■ Page extract ■
It would be a crime not to include this man in a list of World Music Guitarists. The recently deceased Bob Brozman is probably the greatest world music guitarist of all time, not only for his skill but also for his dedication to the music of the world. Brozman embodied the true ethos behind world music – to increase cultural awareness and understanding and to unite the various ethnicities, nationalities and cultural groups of the world through one common language: music. Brozman travelled the world continuously throughout his whole life, learning about the various styles of music, traditional instruments and musical customs from around the globe. He was a researcher in ethnomusicology and as a virtuoso slide guitarists could adapt his skill to meet any musical genre. In this way, Brozman was not simply a passive observer of world music; he got involved learning musical techniques from Japan to Papau New Guinea as well as training himself to learn multiple world languages, the popular phrases of which he used in his recordings. His recorded music has seamlessly incorporated elements of all kinds of musical genres from Gyspy swing to calypso to hip hop. Trying to emanate the masterful skill of Bob Brozman on a game of Guitar Hero would be both educational and inspiring. It would also be a challenge; his finger work is breathtaking with a collection of incredible hand-tricks that he invented through his intricate knowledge of National Guitars, an instrument with which he had experimented with since the age of 13. A respected authority on Hawaiian music, he released five recordings reproducing traditional Hawaiin music from 1915 to 1935 and helped to rediscover the 1929 Hawain musical legends, the Tau Moe Family. Bob Brozman sadly died at age 59 in April of this year after recording over 30 albums; directing music for film, radio, television, and stage; non-stop world tours of Asia, Africa, Australia, Europe and North America; and performing numerous collaborations with musicians from around the world. Bob Brozman lived and breathed world music and his body of work encapsulates everything that is wonderful about the genre “world music”.


Gilberto Gil

One of the oldest living world music artists on the list, Gilberto Gil is massively popular in both his home land of Brazil and internationally. He is a master guitarist, as well as a singer and song-writer, who has been credited with finding the music genre, Tropicalism. His songs would give the Guitar Hero fan a range of Caribbean and Latin-American inspired genres to tackle including reggae, samba, bossa nova as well as the tradional Brazilian genres baião and afoxé. Gil was exiled from Brazil in 1969 by the British Military Regime for his politically challenging music. After living and working in Great Britain for three years Gil returned to Brazil in 1972 and continued his mission to preserve traditional musical styles of guitar, playing and composing traditional music coupled with more contemporary and challenging lyrics. He has been recognised for his contribution to world music through receiving 7 Grammy Awards between the years 1999 and 2005. He also served as Brazil’s Minister of Culture between the years 2003 and 2008, a position awarded to him for his innovative music and socially and politically challenging lyrical content. With 52 albums, 12 gold records, 5 platinum albums and 4 million records sold over the last 46 years, there is – and will continue to be – a large body of music for Guitar Hero to feature from Gilberto Gil in the World Music Edition.

■ Brief ■
Say whether each statement agrees with the page extract on world music guitarists, answering yes or no and quoting the deciding words. 1. Bob Brozman recorded fewer than 20 albums. 2. Gilberto Gil received 7 Grammy Awards between 1999 and 2005. 3. Gilberto Gil served as Brazil's Minister of Culture from 1999 to 2005.

■ Exercise data ■
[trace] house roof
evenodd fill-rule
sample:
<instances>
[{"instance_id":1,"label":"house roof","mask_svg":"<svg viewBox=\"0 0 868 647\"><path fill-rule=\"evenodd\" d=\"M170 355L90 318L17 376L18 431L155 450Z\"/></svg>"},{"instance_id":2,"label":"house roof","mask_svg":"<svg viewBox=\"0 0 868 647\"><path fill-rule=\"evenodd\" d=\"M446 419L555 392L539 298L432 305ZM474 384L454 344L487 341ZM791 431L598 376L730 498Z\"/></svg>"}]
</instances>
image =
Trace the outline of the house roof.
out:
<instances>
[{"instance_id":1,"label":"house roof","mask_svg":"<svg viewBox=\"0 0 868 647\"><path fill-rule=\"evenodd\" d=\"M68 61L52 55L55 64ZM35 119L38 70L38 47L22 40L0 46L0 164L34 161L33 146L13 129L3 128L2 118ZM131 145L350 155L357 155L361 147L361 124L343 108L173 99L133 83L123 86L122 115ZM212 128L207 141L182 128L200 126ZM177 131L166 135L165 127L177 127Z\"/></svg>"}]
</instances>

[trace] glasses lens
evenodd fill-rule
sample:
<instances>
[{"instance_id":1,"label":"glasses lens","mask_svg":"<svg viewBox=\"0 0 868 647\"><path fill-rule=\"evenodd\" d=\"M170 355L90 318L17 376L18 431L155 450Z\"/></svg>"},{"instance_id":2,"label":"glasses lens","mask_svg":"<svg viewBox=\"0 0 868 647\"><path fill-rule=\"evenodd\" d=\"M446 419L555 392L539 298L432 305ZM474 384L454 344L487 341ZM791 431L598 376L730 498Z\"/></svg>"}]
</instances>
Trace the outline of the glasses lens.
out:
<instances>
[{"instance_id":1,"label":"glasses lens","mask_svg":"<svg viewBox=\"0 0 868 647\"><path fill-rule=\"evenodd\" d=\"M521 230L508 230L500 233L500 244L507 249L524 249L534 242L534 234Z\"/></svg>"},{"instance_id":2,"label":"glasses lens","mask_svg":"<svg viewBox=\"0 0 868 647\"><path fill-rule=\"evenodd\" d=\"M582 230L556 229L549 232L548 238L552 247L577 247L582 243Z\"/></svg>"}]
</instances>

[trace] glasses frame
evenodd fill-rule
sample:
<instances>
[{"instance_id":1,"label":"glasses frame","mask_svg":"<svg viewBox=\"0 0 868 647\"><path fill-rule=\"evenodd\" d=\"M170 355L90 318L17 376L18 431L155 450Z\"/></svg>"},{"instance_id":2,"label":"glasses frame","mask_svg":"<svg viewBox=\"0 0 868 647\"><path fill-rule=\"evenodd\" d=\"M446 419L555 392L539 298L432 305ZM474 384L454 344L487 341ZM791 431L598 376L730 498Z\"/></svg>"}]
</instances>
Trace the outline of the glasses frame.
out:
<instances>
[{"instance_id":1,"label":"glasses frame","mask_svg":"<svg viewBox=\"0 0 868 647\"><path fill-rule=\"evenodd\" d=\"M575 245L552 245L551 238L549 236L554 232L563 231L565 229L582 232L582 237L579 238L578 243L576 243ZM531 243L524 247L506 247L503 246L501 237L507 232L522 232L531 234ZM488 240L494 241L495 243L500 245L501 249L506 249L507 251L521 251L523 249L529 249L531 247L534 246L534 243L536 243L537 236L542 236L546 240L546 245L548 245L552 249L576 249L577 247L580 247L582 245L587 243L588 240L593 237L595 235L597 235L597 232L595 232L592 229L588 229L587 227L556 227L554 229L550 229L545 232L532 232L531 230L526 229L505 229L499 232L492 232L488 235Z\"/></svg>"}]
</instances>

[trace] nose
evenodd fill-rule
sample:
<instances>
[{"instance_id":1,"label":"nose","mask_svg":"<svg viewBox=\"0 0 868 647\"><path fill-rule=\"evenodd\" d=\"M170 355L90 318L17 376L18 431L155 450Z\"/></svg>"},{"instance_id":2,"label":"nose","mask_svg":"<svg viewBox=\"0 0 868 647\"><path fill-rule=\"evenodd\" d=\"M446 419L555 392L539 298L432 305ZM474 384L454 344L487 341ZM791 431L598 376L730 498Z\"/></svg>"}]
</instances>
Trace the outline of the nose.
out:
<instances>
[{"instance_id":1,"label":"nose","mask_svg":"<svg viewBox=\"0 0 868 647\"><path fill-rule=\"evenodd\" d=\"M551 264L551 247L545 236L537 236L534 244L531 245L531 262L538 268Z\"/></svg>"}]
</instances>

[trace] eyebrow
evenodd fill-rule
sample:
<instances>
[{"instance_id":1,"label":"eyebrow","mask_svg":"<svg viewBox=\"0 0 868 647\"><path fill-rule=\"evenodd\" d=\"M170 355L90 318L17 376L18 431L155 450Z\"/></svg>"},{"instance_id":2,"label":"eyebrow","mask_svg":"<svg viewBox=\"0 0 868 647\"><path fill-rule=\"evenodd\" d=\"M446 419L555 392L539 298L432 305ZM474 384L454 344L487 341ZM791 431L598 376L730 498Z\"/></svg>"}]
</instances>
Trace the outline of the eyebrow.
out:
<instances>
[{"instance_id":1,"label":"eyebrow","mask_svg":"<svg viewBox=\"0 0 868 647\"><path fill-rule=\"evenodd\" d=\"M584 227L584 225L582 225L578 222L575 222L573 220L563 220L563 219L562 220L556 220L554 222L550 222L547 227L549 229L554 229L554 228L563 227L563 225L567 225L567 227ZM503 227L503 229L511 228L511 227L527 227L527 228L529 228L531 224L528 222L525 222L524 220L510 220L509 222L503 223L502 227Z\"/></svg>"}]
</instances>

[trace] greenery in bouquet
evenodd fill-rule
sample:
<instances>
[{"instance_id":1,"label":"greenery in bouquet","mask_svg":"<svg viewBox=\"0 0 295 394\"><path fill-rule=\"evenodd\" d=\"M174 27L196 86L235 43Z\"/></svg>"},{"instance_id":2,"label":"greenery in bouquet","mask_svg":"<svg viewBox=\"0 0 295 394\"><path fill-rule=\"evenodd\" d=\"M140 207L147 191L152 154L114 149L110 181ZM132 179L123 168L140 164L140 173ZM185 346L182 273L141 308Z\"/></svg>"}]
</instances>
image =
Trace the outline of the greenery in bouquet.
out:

■ The answer ■
1. No: "after recording over 30 albums"
2. Yes: "receiving 7 Grammy Awards between the years 1999 and 2005"
3. No: "He also served as Brazil’s Minister of Culture between the years 2003 and 2008"